Among the records below, determine how many lines have the word "bathroom" in them; output only the number.

** Opening Exercise data block **

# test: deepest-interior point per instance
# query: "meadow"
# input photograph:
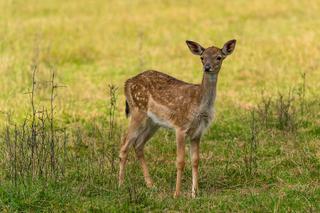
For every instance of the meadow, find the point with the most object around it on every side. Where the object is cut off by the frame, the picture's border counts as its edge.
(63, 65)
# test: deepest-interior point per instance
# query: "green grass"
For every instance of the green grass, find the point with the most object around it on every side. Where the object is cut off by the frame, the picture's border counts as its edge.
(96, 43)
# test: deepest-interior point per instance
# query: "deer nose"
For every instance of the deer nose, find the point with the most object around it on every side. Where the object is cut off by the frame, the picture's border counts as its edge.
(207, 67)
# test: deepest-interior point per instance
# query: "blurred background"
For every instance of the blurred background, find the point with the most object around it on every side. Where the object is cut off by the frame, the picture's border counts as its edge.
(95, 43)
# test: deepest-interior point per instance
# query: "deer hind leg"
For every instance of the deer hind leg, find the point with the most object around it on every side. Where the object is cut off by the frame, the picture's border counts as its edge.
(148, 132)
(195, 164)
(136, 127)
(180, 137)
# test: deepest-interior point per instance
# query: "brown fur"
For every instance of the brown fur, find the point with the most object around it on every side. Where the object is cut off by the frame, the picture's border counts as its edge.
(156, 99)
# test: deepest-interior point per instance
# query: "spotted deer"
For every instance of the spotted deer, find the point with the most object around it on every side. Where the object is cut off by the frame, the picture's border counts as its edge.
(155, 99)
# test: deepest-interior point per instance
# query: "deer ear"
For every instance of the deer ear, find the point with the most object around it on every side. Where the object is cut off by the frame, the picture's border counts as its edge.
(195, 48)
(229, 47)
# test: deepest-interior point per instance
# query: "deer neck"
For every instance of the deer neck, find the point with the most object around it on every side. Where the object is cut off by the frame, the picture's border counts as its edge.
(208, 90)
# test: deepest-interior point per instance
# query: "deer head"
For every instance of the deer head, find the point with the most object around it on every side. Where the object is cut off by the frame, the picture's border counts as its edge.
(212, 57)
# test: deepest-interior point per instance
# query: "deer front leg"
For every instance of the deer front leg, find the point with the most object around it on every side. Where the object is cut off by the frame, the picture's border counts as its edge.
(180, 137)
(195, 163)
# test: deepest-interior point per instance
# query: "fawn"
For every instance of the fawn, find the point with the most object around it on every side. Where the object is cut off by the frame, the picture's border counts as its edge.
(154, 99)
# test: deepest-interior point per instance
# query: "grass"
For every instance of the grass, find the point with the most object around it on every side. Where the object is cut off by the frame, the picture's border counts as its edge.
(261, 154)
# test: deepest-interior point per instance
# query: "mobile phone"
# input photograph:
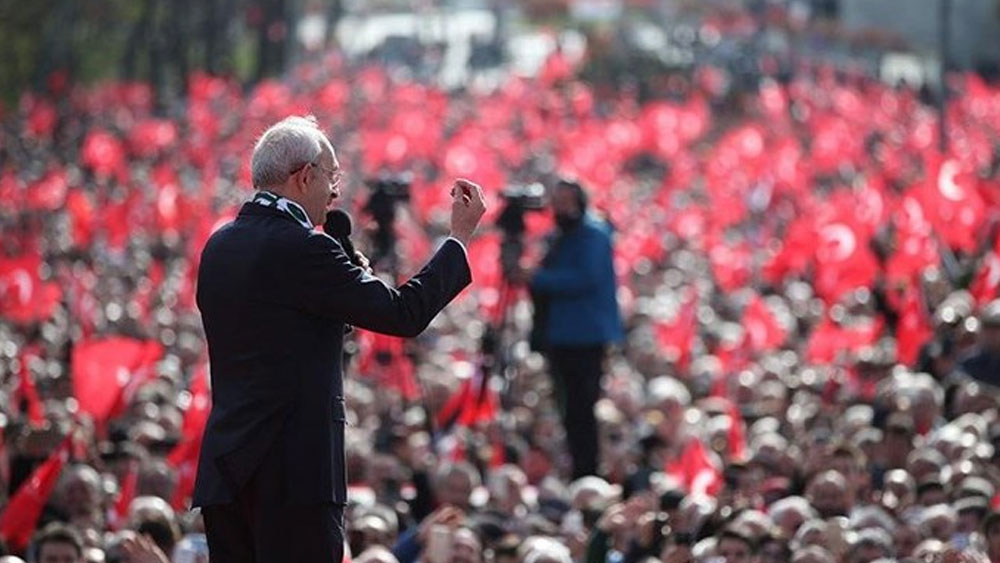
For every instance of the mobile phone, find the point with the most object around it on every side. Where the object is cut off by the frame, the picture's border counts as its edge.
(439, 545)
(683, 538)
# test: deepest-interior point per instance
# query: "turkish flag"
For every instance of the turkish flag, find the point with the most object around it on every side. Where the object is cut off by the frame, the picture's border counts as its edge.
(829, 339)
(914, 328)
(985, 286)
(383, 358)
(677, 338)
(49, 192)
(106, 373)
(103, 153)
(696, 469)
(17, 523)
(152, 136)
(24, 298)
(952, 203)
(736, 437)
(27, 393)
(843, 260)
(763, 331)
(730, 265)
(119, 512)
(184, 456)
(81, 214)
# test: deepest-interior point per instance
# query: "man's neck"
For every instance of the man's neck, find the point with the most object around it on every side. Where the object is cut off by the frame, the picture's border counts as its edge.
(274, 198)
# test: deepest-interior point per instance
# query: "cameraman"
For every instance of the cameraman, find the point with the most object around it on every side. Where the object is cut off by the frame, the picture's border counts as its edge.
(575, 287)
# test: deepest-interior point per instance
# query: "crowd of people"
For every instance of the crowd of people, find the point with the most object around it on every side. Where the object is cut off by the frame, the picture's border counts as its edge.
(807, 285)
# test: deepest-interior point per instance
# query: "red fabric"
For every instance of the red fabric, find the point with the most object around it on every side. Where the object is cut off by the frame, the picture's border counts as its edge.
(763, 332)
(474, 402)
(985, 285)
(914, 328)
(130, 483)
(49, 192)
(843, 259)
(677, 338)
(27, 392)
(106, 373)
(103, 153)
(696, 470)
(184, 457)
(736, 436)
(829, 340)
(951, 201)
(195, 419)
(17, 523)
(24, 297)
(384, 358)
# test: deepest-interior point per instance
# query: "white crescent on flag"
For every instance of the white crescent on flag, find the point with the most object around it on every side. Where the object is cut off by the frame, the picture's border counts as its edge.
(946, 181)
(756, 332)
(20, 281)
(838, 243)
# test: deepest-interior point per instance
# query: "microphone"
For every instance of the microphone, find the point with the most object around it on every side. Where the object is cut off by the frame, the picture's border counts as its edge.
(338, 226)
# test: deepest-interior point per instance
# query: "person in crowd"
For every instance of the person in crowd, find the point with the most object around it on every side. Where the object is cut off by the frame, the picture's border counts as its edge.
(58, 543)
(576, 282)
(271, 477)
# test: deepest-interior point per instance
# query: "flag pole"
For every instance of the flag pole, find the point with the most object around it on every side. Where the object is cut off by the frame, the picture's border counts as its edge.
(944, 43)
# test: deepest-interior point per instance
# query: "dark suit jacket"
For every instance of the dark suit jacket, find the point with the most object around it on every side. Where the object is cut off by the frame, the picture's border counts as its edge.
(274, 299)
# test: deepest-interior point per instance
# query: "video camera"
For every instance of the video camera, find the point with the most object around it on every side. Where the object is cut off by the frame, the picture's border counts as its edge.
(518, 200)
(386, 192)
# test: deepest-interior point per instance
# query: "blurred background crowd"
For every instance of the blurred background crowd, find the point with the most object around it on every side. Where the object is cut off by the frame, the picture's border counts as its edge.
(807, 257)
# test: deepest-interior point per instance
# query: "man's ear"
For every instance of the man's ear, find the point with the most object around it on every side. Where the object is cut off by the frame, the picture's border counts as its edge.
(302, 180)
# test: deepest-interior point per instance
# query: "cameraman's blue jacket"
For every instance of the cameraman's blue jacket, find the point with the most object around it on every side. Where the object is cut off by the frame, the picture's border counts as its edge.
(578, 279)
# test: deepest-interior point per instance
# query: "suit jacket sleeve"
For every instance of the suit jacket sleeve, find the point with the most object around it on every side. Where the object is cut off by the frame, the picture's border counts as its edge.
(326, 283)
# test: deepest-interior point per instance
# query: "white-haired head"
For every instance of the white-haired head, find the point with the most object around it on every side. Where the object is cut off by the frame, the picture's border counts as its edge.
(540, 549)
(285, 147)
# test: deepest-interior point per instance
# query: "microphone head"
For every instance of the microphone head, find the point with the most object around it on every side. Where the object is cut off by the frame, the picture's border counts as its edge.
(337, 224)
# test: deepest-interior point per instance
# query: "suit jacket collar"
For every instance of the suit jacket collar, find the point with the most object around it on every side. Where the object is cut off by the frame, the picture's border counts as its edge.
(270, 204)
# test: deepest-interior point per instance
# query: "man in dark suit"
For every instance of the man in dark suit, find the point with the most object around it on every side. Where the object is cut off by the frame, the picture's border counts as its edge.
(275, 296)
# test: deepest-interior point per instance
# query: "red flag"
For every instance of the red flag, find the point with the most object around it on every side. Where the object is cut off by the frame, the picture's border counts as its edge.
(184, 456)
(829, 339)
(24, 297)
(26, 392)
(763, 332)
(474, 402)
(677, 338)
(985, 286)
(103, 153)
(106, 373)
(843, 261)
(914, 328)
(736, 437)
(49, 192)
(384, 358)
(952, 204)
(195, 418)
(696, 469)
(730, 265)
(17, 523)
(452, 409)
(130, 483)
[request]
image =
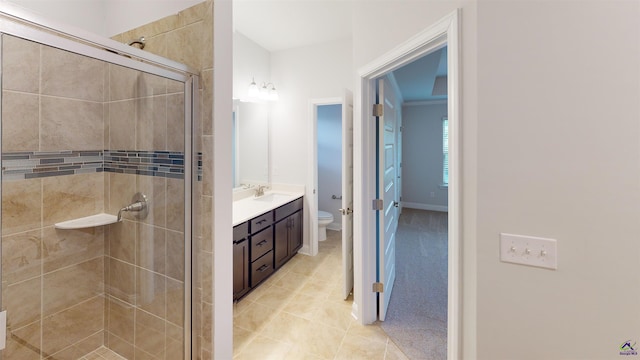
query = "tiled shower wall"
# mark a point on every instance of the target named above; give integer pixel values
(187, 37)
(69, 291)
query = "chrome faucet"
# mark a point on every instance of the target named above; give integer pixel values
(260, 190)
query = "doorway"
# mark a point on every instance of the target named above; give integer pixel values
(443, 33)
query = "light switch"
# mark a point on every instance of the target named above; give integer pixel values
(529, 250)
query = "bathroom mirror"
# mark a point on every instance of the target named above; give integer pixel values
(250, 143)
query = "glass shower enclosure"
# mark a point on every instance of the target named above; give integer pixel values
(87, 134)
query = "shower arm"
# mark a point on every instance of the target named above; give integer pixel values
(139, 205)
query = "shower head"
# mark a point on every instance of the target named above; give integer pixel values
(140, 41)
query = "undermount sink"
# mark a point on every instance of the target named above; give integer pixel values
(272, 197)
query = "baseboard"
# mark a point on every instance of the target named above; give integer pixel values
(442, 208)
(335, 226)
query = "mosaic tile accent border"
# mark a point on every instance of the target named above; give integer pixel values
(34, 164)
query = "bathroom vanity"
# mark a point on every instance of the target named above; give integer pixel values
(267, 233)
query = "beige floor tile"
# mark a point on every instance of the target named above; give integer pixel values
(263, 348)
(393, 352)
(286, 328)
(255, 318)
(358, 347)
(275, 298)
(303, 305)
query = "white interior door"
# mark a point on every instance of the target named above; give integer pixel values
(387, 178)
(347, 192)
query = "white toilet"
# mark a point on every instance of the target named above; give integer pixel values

** Closing Exercise data block **

**Final answer**
2